Starting from the first line below, repeat the data exactly through to the last.

[Saved entries]
------------
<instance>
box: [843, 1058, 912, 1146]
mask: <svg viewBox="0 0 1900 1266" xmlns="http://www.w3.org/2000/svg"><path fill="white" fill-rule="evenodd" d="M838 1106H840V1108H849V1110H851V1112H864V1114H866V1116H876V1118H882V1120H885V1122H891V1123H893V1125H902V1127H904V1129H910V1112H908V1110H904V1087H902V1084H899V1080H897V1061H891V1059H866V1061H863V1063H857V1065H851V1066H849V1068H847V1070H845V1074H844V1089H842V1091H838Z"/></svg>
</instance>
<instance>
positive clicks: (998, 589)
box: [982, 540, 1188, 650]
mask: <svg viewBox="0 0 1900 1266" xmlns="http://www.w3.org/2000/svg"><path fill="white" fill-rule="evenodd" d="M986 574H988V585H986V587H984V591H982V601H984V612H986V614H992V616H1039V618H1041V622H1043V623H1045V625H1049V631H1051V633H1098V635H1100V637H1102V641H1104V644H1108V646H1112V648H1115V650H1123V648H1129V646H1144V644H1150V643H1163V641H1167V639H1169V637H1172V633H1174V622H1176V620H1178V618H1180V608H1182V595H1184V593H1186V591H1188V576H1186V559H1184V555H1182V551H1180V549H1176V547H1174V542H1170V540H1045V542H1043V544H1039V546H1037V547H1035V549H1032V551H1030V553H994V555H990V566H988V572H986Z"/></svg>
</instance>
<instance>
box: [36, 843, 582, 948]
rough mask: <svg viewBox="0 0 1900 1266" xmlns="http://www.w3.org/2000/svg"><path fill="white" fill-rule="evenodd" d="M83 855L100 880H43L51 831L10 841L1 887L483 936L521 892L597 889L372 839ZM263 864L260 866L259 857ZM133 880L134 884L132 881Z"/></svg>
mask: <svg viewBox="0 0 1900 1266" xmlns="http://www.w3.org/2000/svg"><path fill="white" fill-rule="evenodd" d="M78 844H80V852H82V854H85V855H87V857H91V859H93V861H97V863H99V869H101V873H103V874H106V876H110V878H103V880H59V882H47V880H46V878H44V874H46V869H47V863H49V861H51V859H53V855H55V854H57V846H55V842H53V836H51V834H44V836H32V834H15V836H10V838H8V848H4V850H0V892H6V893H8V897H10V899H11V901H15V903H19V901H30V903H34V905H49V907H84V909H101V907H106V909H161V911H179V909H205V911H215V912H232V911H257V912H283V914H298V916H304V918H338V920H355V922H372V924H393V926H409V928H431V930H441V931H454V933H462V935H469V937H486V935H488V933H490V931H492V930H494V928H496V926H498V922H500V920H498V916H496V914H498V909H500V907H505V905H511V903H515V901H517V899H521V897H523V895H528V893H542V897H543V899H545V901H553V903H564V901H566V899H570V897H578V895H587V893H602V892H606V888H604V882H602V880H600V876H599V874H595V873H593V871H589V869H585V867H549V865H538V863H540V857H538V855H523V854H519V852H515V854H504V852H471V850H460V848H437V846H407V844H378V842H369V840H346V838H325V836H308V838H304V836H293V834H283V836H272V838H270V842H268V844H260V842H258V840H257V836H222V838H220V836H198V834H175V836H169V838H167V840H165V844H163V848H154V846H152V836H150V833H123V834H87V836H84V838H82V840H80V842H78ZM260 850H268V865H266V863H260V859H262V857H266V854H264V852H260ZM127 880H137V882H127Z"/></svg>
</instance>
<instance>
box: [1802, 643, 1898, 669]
------------
Exercise response =
<instance>
box: [843, 1058, 912, 1146]
mask: <svg viewBox="0 0 1900 1266" xmlns="http://www.w3.org/2000/svg"><path fill="white" fill-rule="evenodd" d="M838 1106H840V1108H849V1110H851V1112H864V1114H866V1116H876V1118H882V1120H885V1122H891V1123H893V1125H902V1127H904V1129H910V1112H908V1110H904V1087H902V1084H899V1080H897V1061H891V1059H866V1061H863V1063H857V1065H851V1066H849V1068H847V1070H845V1074H844V1089H842V1091H838Z"/></svg>
</instance>
<instance>
positive clicks: (998, 589)
box: [982, 540, 1188, 650]
mask: <svg viewBox="0 0 1900 1266" xmlns="http://www.w3.org/2000/svg"><path fill="white" fill-rule="evenodd" d="M986 574H988V585H986V587H984V591H982V601H984V612H986V614H992V616H1039V618H1041V622H1043V623H1045V625H1049V631H1051V633H1098V635H1100V637H1102V641H1104V644H1108V646H1112V648H1115V650H1123V648H1129V646H1144V644H1150V643H1163V641H1167V639H1169V637H1172V633H1174V622H1176V620H1178V618H1180V608H1182V595H1184V593H1186V591H1188V576H1186V559H1184V555H1182V551H1180V549H1176V547H1174V542H1170V540H1045V542H1043V544H1039V546H1037V547H1035V549H1032V551H1030V553H994V555H990V566H988V572H986Z"/></svg>
</instance>
<instance>
box: [36, 843, 582, 948]
rough mask: <svg viewBox="0 0 1900 1266" xmlns="http://www.w3.org/2000/svg"><path fill="white" fill-rule="evenodd" d="M83 855L100 880H43L51 831L10 841L1 887L483 936L521 892L597 889L372 839ZM263 864L260 866L259 857ZM133 880L134 884L132 881Z"/></svg>
mask: <svg viewBox="0 0 1900 1266" xmlns="http://www.w3.org/2000/svg"><path fill="white" fill-rule="evenodd" d="M78 844H80V852H82V854H85V855H87V857H91V859H93V861H97V863H99V869H101V873H103V874H106V876H110V878H103V880H59V882H47V880H46V878H44V874H46V869H47V863H49V861H51V859H53V855H55V854H57V846H55V842H53V836H51V834H44V836H32V834H15V836H10V838H8V848H4V850H0V892H6V893H8V897H10V899H11V901H15V903H19V901H30V903H34V905H49V907H84V909H101V907H106V909H161V911H179V909H205V911H215V912H232V911H257V912H283V914H298V916H304V918H338V920H355V922H372V924H393V926H409V928H431V930H441V931H454V933H462V935H469V937H486V935H488V933H490V931H492V930H494V928H496V926H498V922H500V920H498V916H496V914H498V909H500V907H505V905H511V903H515V901H517V899H521V897H523V895H528V893H542V897H543V899H545V901H553V903H564V901H566V899H570V897H578V895H587V893H602V892H606V888H604V882H602V880H600V876H599V874H595V873H593V871H589V869H585V867H549V865H538V863H540V857H538V855H523V854H519V852H515V854H504V852H471V850H460V848H437V846H407V844H378V842H369V840H346V838H325V836H308V838H304V836H293V834H283V836H272V838H270V842H268V844H260V842H258V840H257V836H222V838H220V836H198V834H175V836H169V838H167V840H165V844H163V848H154V846H152V836H150V833H123V834H87V836H84V838H82V840H80V842H78ZM260 850H268V865H266V863H260V859H262V857H266V854H264V852H260ZM127 880H137V882H127Z"/></svg>
</instance>
<instance>
box: [1802, 643, 1898, 669]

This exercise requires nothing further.